# Data records:
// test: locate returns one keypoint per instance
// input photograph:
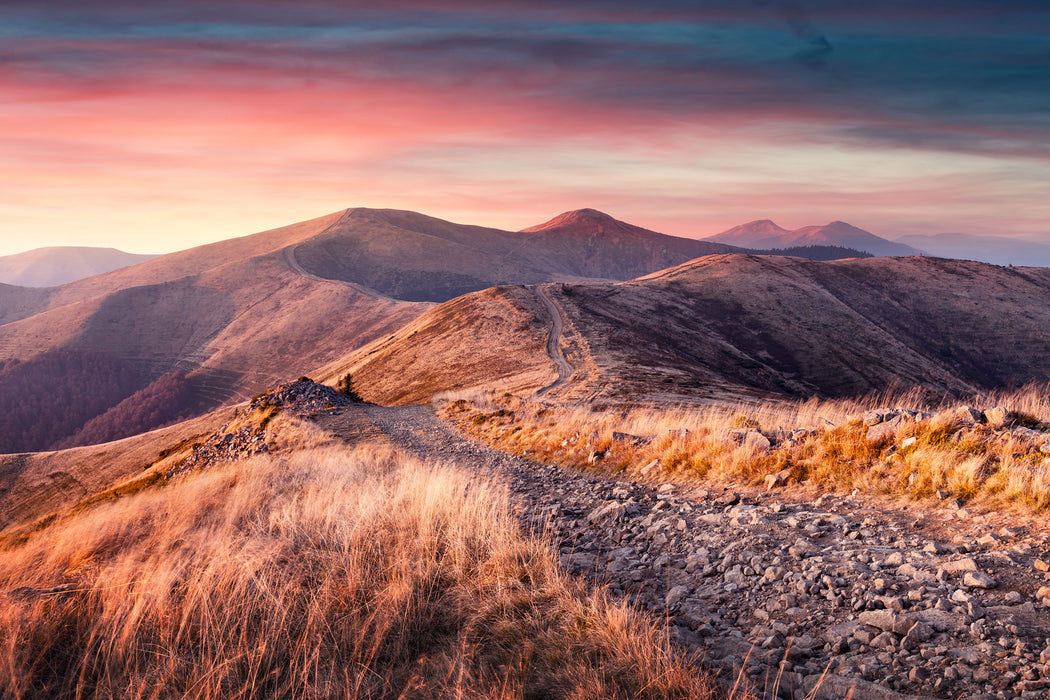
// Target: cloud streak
(248, 88)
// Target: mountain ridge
(764, 234)
(58, 264)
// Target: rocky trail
(889, 600)
(553, 342)
(853, 595)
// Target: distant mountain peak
(576, 216)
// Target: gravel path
(889, 601)
(553, 341)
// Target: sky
(156, 126)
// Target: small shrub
(741, 421)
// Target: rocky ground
(784, 591)
(886, 598)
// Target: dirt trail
(553, 341)
(875, 593)
(293, 262)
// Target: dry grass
(695, 443)
(320, 574)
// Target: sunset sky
(156, 126)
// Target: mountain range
(986, 249)
(182, 334)
(50, 267)
(764, 234)
(414, 306)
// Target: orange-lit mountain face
(729, 325)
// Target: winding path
(298, 269)
(783, 592)
(553, 341)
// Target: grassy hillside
(321, 573)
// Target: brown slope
(758, 325)
(36, 484)
(17, 302)
(413, 256)
(591, 244)
(233, 329)
(764, 234)
(481, 340)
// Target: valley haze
(763, 414)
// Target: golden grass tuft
(322, 573)
(700, 443)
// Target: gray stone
(996, 417)
(979, 579)
(958, 566)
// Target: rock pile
(246, 436)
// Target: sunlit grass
(320, 573)
(819, 443)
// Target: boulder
(996, 417)
(979, 579)
(968, 416)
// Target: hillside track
(553, 340)
(730, 571)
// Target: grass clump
(824, 444)
(316, 574)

# What the task requires:
Repeat all entries exactly. Skip the pictures.

# Solution to the problem:
// test: locate returns one keypoint per instance
// input photograph:
// Target: cloud streak
(248, 88)
// Target: mountain ridge
(764, 234)
(58, 264)
// Target: rocky trail
(889, 600)
(553, 342)
(853, 595)
// Target: distant mountain peak
(576, 216)
// Target: gravel path
(889, 601)
(553, 341)
// Target: sky
(156, 126)
// Target: small shrub
(741, 421)
// Target: rocky ground
(784, 591)
(886, 598)
// Target: dirt trail
(553, 341)
(875, 593)
(293, 262)
// Target: dry grass
(695, 443)
(320, 574)
// Target: sunset sky
(156, 126)
// Target: mountain range
(986, 249)
(182, 334)
(50, 267)
(764, 234)
(414, 306)
// Target: orange-lit mountain face
(729, 325)
// Target: winding path
(298, 269)
(783, 592)
(553, 341)
// Target: grassy hillside
(321, 573)
// Target: brown slope
(758, 325)
(36, 484)
(17, 302)
(413, 256)
(591, 244)
(233, 329)
(764, 234)
(481, 340)
// Target: valley haze
(763, 414)
// Target: golden grass tuft
(322, 573)
(700, 443)
// Target: gray stone
(996, 417)
(979, 579)
(958, 566)
// Target: rock pile
(246, 436)
// Target: sunlit grass
(320, 573)
(819, 443)
// Target: boulder
(996, 417)
(979, 579)
(968, 416)
// Target: hillside track
(553, 340)
(730, 571)
// Target: grass clump
(824, 444)
(316, 574)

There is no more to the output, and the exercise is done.